§ **EXERCISE INSTRUCTIONS**: What is needed here is an exact copy of every entry.

§ **THE RECORDS**:

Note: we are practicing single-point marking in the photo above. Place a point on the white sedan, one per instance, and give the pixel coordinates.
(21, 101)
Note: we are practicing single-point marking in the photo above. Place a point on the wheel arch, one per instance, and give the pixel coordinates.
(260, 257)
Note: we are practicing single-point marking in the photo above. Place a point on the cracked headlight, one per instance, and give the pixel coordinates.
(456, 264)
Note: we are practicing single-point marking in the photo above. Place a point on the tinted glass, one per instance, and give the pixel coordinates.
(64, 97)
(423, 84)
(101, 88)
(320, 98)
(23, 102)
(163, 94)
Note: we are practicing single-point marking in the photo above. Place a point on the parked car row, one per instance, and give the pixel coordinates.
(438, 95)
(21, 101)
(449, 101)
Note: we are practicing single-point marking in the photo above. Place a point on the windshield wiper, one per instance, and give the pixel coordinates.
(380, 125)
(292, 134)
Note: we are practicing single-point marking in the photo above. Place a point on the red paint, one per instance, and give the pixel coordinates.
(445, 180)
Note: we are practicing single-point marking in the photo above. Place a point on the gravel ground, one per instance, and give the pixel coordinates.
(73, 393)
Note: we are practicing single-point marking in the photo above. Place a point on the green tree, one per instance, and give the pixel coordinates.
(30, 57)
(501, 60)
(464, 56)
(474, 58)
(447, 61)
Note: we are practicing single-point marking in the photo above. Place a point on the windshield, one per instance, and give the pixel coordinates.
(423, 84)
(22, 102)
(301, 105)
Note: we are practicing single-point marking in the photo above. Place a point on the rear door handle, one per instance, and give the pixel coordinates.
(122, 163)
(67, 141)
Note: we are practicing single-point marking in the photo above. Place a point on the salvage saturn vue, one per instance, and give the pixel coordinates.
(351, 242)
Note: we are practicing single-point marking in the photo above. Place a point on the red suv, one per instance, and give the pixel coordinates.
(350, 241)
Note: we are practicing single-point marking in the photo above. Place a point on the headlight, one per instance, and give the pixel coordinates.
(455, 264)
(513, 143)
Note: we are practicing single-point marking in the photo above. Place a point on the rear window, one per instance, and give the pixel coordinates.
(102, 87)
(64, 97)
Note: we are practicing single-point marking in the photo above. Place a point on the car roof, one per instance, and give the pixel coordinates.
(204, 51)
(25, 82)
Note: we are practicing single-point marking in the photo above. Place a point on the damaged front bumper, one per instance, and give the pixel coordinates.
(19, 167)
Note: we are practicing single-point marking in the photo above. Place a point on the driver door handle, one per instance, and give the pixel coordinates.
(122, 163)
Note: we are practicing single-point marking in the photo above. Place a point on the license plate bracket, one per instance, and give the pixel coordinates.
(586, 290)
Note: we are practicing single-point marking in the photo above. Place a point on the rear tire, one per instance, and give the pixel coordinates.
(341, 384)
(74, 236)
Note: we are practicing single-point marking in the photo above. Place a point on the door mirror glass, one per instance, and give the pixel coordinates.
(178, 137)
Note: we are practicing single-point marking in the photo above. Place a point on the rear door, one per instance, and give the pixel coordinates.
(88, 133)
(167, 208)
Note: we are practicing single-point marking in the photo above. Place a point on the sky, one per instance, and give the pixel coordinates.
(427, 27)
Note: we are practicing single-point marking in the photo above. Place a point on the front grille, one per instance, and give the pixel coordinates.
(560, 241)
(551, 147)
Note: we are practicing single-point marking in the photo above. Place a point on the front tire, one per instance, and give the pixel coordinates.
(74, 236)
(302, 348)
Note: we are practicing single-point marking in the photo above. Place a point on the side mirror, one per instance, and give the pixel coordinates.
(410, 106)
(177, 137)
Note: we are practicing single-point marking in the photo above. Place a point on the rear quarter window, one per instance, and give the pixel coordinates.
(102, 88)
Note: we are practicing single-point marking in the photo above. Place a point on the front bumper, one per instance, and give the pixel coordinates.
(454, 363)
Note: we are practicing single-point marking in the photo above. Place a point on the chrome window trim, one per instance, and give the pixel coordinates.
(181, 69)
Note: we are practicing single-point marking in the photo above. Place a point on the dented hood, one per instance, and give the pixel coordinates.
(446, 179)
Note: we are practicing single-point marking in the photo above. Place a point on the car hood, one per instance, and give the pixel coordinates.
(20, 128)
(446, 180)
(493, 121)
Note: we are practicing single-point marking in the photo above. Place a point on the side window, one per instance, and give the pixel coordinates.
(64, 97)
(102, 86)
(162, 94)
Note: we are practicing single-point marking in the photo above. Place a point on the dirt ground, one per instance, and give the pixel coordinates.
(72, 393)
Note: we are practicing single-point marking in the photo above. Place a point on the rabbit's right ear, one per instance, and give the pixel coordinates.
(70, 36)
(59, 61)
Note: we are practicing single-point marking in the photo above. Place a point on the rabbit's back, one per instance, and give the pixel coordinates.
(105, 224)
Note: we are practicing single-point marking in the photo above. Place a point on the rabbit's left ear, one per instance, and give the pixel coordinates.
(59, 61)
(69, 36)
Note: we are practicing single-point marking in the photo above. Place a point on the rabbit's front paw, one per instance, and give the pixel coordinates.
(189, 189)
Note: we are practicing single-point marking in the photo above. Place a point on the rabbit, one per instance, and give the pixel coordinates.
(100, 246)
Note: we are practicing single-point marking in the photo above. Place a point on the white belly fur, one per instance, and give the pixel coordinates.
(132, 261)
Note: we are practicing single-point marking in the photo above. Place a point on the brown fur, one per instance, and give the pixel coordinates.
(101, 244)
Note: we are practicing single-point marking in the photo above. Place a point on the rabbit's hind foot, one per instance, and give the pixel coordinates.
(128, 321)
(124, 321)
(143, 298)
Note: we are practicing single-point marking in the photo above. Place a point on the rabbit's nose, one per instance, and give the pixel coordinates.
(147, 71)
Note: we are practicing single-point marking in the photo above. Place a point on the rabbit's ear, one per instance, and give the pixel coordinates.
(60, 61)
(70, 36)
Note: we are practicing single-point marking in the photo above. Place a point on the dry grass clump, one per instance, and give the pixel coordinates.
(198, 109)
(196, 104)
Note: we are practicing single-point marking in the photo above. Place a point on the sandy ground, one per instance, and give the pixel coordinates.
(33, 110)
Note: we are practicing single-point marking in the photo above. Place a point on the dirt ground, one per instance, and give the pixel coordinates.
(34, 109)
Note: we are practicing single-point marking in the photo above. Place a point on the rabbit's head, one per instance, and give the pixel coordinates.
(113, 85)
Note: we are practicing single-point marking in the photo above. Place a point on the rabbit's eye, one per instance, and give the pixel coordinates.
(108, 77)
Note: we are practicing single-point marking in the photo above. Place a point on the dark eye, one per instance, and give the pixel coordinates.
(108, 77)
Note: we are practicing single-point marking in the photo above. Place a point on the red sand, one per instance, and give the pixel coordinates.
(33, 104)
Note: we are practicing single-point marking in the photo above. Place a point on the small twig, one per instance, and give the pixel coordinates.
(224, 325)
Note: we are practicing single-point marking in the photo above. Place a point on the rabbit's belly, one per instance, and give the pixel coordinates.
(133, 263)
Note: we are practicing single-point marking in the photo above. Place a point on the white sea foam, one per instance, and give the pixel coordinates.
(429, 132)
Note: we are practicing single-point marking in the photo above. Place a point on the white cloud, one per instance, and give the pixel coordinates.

§ **SOLUTION TO THE PROBLEM**:
Note: we are practicing single-point marking in the photo above. Place a point on the white sedan, one per instance, and give the pixel coordinates.
(21, 101)
Note: we are practicing single-point marking in the photo above. Place a point on the wheel arch, one per instance, and give the pixel coordinates.
(260, 257)
Note: we are practicing single-point marking in the photo above. Place a point on the cracked headlight, one per instance, and give the pixel coordinates.
(456, 264)
Note: we are practicing single-point marking in the photo above. Place a point on the tinted glass, one per instance, and give the pixel coordinates.
(64, 97)
(423, 84)
(101, 88)
(320, 98)
(23, 102)
(163, 94)
Note: we are practicing single-point marking in the photo above. Place a point on the parked car row, one per instance, and give the pixel coordinates.
(438, 95)
(21, 101)
(449, 101)
Note: we are practicing single-point marking in the photo above. Place a point on the windshield wiper, one per instance, and give the pixel coordinates.
(380, 125)
(292, 134)
Note: we are practicing single-point marking in the photo above. Place a point on the red paint, one per instance, and give the pixel coordinates.
(445, 180)
Note: we are practicing single-point marking in the photo above. Place a point on the gravel ground, one per instance, and give the pixel coordinates.
(73, 393)
Note: we are practicing single-point marking in the photo above. Place a point on the green tree, one per instance, and give the pixel coordinates.
(30, 57)
(501, 60)
(464, 56)
(474, 58)
(447, 61)
Note: we are practicing single-point marking in the photo above. Place a point on the windshield, one per instance, and give the pixel coordinates.
(423, 84)
(22, 102)
(301, 105)
Note: we are practicing single-point marking in the photo above. Place a point on the rear door handle, one per instance, and give the pixel coordinates.
(122, 163)
(67, 141)
Note: we are practicing single-point marking in the photo above. Place a point on the salvage saturn vue, one per instance, and give the pixel coordinates.
(351, 242)
Note: we are practicing single-point marking in the photo above. Place a point on the red suv, one per instance, and give the pixel coordinates.
(350, 241)
Note: we are practicing single-point marking in the photo above. Place a point on the headlight, one per instance, and give the pixel coordinates.
(455, 264)
(513, 143)
Note: we are practicing single-point marking in the photo above. Place a point on the rear window, one per instance, and give the pixel coordinates.
(102, 87)
(64, 97)
Note: we are practicing single-point marking in the photo above. Place a point on the car roof, one per instance, and give the pixel coordinates.
(204, 51)
(25, 82)
Note: we are practicing single-point marking in the photo above. Place a point on the damaged front bumper, one per instance, and give the pixel coordinates.
(19, 167)
Note: we are practicing single-point marking in the photo above. Place a point on the driver door handle, one per instance, and give the pixel coordinates.
(122, 163)
Note: we are practicing single-point marking in the photo above. Place a point on the license plate bracket, one per instance, and give the pixel coordinates.
(586, 290)
Note: we are practicing single-point marking in the photo above. Place a point on the rear tire, one per instance, and give the pixel coordinates.
(341, 384)
(74, 236)
Note: we are practicing single-point marking in the photo above. Place a point on the door mirror glass, one per instance, and give the pixel coordinates.
(178, 137)
Note: we are practicing single-point marking in the photo above. Place a point on the rear door, one per instance, and give the pixel coordinates.
(88, 133)
(167, 208)
Note: we are practicing single-point marking in the photo above. Place a point on the sky, one per instance, and give the pixel coordinates.
(427, 27)
Note: we are practicing single-point marking in the photo above. Place a point on the front grille, one per instance, and give the pixel coordinates.
(560, 241)
(551, 147)
Note: we are practicing single-point marking in the photo above. Place a point on the front tire, one per instance, and give the pixel coordinates.
(74, 236)
(302, 348)
Note: we are practicing single-point marking in the photo above. Place a point on the side mirror, one per instance, and give the pixel coordinates.
(410, 106)
(177, 137)
Note: we are practicing single-point marking in the photo above. Place a point on the rear quarter window, one per instance, and give the pixel coordinates.
(102, 88)
Note: we are practicing single-point marking in the photo above. Place a point on the front bumper, one per instance, and give the pixel coordinates.
(454, 363)
Note: we are practicing single-point marking in the photo above. Place a point on the chrome window trim, one per instance, and give the pixel coordinates.
(181, 69)
Note: we are practicing single-point marking in the photo above. Place a point on the dented hood, one per instance, and give the pixel coordinates.
(446, 179)
Note: we are practicing single-point marking in the photo above. Place a point on the car hood, one per instance, and give the pixel coordinates.
(20, 128)
(446, 180)
(493, 121)
Note: we are practicing single-point marking in the photo above. Place a point on the side window, one per instance, and give the pixel coordinates.
(64, 97)
(102, 86)
(162, 94)
Note: we are practicing single-point marking in the photo above. Place a point on the dirt ground, one per instance, and give the pixel coordinates.
(72, 393)
Note: we are practicing single-point marking in the photo above. Place a point on the rabbit's right ear, one per instance, and give the pixel coordinates.
(70, 36)
(59, 61)
Note: we are practicing single-point marking in the photo above. Place a point on the rabbit's back, one per instance, and give the pixel coordinates.
(105, 224)
Note: we are practicing single-point marking in the photo above. Place a point on the rabbit's left ear, one per instance, and give the pixel coordinates.
(59, 61)
(69, 36)
Note: we are practicing single-point marking in the photo above. Place a point on the rabbit's front paw, one per instance, and give the pixel coordinates.
(189, 189)
Note: we are practicing single-point marking in the photo above. Place a point on the rabbit, one per instance, and give the pixel coordinates.
(100, 246)
Note: we are practicing single-point marking in the photo above. Place a point on the white belly fur, one per instance, and give the pixel coordinates.
(132, 261)
Note: we are practicing single-point marking in the photo above. Place a point on the brown fur, one per instance, and give the pixel coordinates.
(101, 244)
Note: we are practicing single-point marking in the photo above. Place a point on the rabbit's hind foot, one per instance, and give the pixel coordinates.
(128, 321)
(124, 321)
(143, 298)
Note: we are practicing single-point marking in the photo above. Place a point on the rabbit's nose, one per instance, and give the pixel coordinates.
(147, 71)
Note: we are practicing single-point marking in the photo above. Place a point on the rabbit's ear, one per instance, and give the pixel coordinates.
(60, 61)
(70, 36)
Note: we are practicing single-point marking in the photo above. Place a point on the dry grass clump, one per instance, and give the pixel coordinates.
(198, 109)
(196, 104)
Note: we are practicing single-point marking in the photo above. Place a point on the sandy ground, one per instance, and give the pixel coordinates.
(33, 110)
Note: we are practicing single-point marking in the photo above. Place a point on the dirt ground, one per instance, and give the pixel coordinates.
(34, 109)
Note: we are practicing single-point marking in the photo above. Place a point on the rabbit's head, one per instance, and give the pixel coordinates.
(113, 85)
Note: we are practicing single-point marking in the photo above. Place a point on the rabbit's eye, one per instance, and give the pixel coordinates.
(108, 77)
Note: we are practicing single-point marking in the photo above. Place a point on the dark eye, one per instance, and give the pixel coordinates.
(108, 77)
Note: we are practicing single-point marking in the photo above. Place a point on the red sand, one per instance, and give the pixel coordinates.
(33, 104)
Note: we are practicing single-point marking in the photo above. Place a point on the small twig, one per instance, and give the pixel coordinates.
(224, 325)
Note: we are practicing single-point marking in the photo above. Place a point on the rabbit's belly, one per instance, and give the pixel coordinates.
(133, 263)
Note: we are practicing single-point marking in the photo above. Place a point on the white sea foam, one per instance, and give the pixel coordinates.
(429, 132)
Note: we are practicing single-point marking in the photo above. Place a point on the white cloud, one per instance, and give the pixel coordinates.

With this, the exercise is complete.